*Task brief*.
Return the lines from the start of the records through the line that contains "POLYGON ((456 206, 465", both ends included, reproduced verbatim and with nothing else.

Outline labeling lines

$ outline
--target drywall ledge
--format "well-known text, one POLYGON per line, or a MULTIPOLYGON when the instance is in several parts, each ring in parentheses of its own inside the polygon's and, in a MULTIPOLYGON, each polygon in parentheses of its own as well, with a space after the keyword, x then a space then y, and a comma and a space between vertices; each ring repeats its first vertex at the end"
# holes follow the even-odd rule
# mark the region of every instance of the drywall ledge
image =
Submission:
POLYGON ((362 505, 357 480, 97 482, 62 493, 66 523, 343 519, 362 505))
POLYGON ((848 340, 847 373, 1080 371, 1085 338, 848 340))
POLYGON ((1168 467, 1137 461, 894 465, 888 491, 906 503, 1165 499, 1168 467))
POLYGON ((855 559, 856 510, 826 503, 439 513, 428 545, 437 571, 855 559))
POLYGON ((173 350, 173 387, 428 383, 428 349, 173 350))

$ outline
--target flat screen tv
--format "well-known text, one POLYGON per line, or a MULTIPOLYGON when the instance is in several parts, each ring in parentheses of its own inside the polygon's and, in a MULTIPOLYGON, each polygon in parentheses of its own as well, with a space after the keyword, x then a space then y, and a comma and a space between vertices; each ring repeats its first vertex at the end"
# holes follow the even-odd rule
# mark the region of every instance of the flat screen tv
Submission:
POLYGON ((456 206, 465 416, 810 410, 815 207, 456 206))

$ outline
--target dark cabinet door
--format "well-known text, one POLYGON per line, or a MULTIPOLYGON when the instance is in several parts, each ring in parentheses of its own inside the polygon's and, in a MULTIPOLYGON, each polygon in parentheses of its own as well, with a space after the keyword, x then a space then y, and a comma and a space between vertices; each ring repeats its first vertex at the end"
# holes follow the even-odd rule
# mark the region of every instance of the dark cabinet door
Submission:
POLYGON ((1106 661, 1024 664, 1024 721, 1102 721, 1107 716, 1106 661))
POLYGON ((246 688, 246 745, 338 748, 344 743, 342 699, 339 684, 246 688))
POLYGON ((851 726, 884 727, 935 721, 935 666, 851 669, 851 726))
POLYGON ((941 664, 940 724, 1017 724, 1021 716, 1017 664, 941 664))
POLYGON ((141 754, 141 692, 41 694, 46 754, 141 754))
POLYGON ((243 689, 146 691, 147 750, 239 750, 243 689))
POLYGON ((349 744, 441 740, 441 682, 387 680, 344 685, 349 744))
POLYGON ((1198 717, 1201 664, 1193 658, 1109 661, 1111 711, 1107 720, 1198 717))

*Answer for the task*.
$ outline
--target drywall ledge
--format "well-known text, one POLYGON per line, or a MULTIPOLYGON when the instance is in several parts, each ring in parentheses of its own inside the polygon's and, in a MULTIPOLYGON, each polygon in parentheses of its own as well, with a space after the keyword, x then a space then y, and a comma and a space between vertices; each ring repeats its first vertex at the end"
# holes follow the even-odd rule
# mark the region of every instance of the drywall ledge
image =
Submission:
POLYGON ((362 505, 357 480, 97 482, 62 493, 66 523, 343 519, 362 505))
POLYGON ((848 340, 847 373, 1080 371, 1085 338, 848 340))
POLYGON ((1168 467, 1137 461, 894 465, 888 491, 906 503, 1165 499, 1168 467))
POLYGON ((855 559, 856 510, 826 503, 439 513, 428 545, 437 571, 855 559))
POLYGON ((173 350, 173 387, 428 383, 428 349, 173 350))

$ outline
--target flat screen tv
--format "well-known text, one POLYGON per line, or a MULTIPOLYGON when the instance is in several parts, each ring in parentheses of its own inside the polygon's and, in a MULTIPOLYGON, each polygon in parentheses of its own as well, with a space after the keyword, x then a space then y, and a comma and a space between vertices; each ring repeats its first vertex at the end"
# holes follow the even-odd rule
# mark the region of every instance of the flat screen tv
Submission:
POLYGON ((456 206, 465 416, 810 410, 815 207, 456 206))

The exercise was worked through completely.